ACTIVITY: Look below for the line that has "Where can you see the stone step". Set down the lines from there through the line that has "Where can you see the stone pedestal", exactly as written.

Source data
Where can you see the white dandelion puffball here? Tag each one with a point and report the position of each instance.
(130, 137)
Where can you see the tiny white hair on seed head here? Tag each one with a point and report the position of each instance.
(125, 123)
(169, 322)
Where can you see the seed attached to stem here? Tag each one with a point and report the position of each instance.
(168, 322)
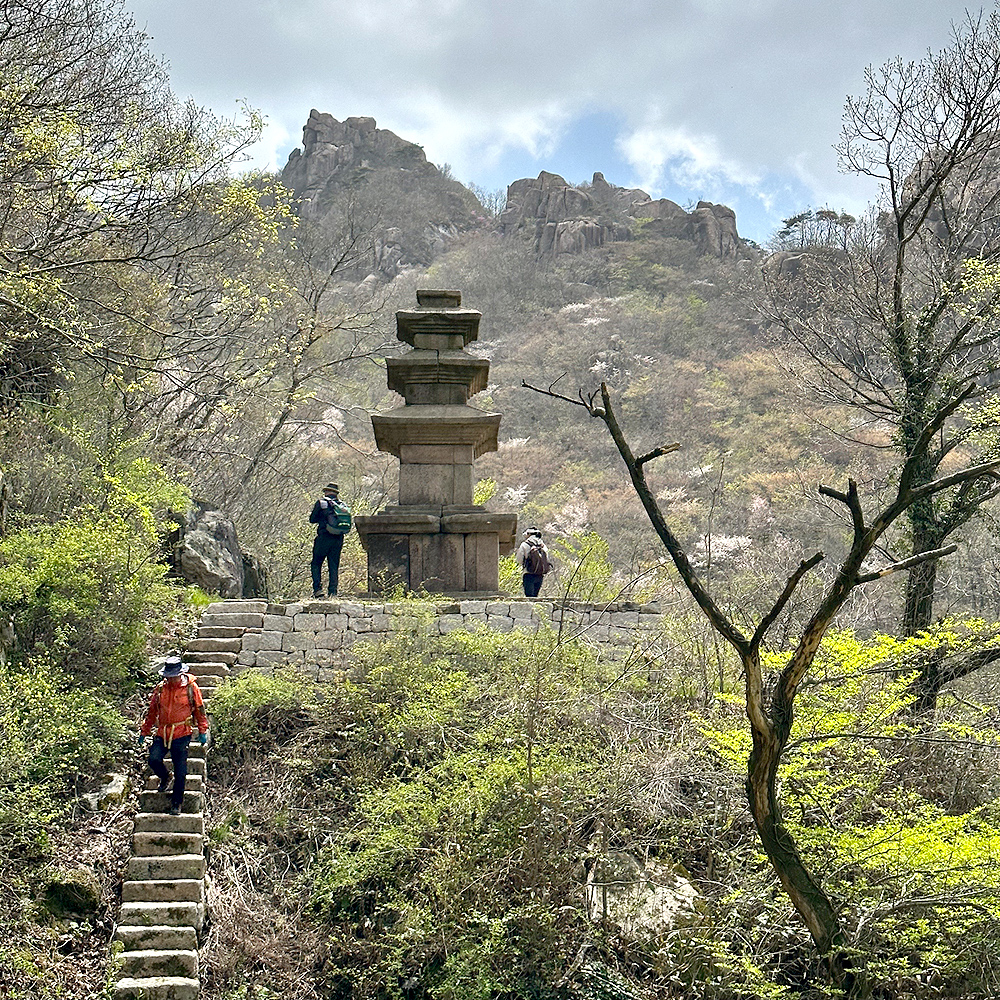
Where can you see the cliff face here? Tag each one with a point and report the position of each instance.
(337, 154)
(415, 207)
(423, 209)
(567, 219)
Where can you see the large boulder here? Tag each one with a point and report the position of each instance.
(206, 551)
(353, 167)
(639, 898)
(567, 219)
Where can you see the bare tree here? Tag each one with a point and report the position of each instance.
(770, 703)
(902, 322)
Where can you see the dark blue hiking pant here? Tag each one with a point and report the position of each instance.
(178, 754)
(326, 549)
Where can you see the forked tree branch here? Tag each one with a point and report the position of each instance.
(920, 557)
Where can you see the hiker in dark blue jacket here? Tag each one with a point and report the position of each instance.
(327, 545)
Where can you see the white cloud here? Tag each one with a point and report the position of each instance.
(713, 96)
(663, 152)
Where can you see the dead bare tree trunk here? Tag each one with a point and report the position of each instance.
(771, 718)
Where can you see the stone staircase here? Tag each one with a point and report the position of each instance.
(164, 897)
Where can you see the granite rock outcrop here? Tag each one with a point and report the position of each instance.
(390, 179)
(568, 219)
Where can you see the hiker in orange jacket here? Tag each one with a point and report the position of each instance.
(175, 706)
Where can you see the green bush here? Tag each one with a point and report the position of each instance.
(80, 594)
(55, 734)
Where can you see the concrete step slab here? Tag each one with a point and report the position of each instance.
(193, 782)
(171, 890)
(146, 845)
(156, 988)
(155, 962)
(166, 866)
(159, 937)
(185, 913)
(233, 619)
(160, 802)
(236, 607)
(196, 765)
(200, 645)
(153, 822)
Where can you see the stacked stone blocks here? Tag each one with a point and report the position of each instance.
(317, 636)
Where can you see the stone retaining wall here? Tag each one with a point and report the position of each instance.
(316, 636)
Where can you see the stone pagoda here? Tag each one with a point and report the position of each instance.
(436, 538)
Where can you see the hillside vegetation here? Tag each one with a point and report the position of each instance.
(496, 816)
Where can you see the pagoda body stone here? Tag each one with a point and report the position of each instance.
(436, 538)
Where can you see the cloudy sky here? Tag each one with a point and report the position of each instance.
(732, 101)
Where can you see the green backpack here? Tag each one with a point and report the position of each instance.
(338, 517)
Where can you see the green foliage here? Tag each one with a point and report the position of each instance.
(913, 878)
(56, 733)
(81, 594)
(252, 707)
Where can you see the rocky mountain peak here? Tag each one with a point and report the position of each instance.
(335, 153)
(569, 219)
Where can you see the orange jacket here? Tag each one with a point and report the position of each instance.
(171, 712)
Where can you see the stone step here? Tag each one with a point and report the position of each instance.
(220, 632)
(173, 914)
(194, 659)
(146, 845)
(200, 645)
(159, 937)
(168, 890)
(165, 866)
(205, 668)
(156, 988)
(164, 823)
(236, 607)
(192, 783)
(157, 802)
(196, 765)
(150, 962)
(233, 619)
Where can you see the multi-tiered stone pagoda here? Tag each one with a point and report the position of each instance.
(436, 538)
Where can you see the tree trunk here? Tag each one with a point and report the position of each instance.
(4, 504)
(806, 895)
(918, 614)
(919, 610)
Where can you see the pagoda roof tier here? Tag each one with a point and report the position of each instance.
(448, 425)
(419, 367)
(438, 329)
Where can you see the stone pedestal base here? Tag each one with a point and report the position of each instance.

==

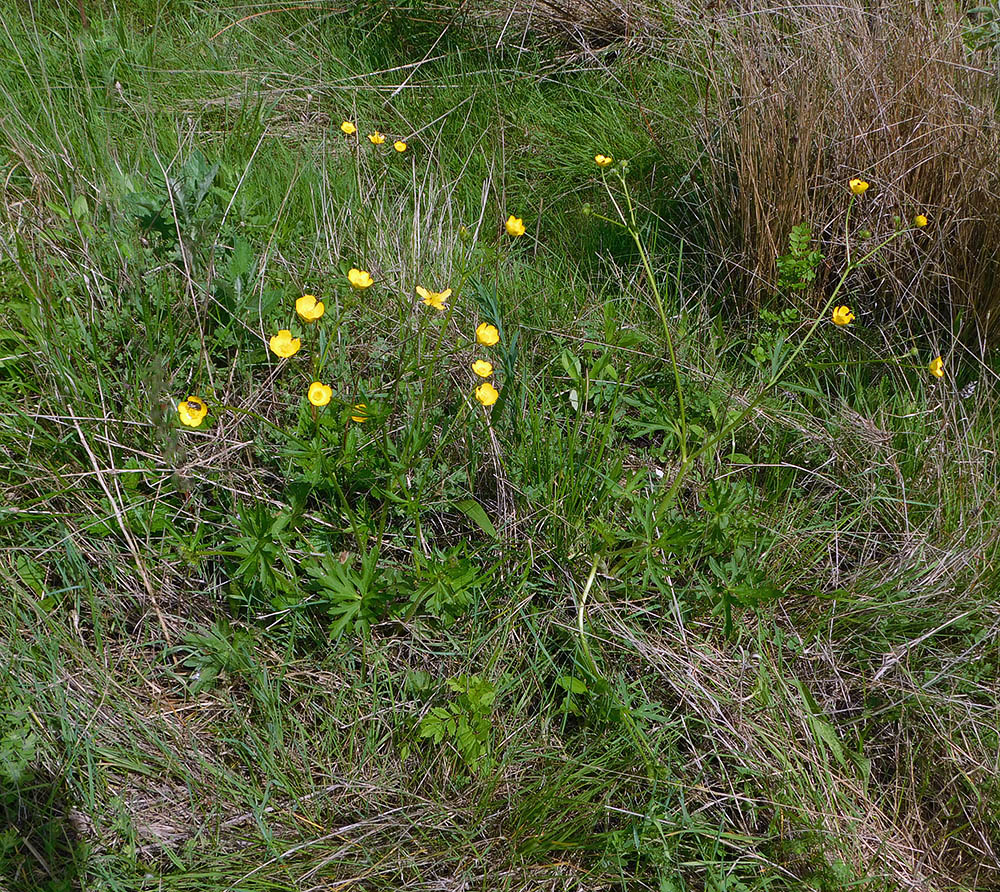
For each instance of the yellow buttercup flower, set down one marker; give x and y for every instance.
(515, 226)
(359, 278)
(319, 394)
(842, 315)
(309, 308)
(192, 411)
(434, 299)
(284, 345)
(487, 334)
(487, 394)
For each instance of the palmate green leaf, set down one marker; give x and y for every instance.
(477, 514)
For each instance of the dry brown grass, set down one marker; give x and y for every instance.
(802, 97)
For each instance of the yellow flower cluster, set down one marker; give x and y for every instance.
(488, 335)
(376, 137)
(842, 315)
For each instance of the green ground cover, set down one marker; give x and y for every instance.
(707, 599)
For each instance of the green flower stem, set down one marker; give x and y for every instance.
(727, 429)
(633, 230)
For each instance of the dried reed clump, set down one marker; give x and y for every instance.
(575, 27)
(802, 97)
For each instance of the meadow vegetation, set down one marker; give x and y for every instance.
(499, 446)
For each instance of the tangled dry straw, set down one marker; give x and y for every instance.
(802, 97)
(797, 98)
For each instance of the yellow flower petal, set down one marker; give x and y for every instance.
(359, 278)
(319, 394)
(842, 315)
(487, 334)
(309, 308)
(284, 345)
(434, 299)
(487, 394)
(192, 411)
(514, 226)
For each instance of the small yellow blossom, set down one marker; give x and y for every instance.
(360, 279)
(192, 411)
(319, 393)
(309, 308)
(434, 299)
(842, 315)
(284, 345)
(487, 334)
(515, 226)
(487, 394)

RESPONSE BOX:
Where can you see the stone step here? Tag each one with a point and report the position of each instance.
(220, 632)
(173, 914)
(194, 659)
(146, 845)
(200, 645)
(159, 937)
(168, 890)
(165, 866)
(205, 668)
(156, 988)
(164, 823)
(236, 607)
(192, 783)
(157, 802)
(196, 765)
(150, 962)
(233, 619)
Where can you see the multi-tiered stone pagoda here? Tag each one with a point and report the position of each instance.
(436, 538)
Where can you see the tree trunk here? Tag each one with a point and report the position of each instance.
(4, 504)
(806, 895)
(918, 614)
(919, 610)
Where can you see the pagoda roof tier here? Tag each one with a point and report the position of each instance.
(448, 425)
(419, 367)
(438, 329)
Where can you see the stone pedestal base here? Tag each one with a point and report the position of each instance.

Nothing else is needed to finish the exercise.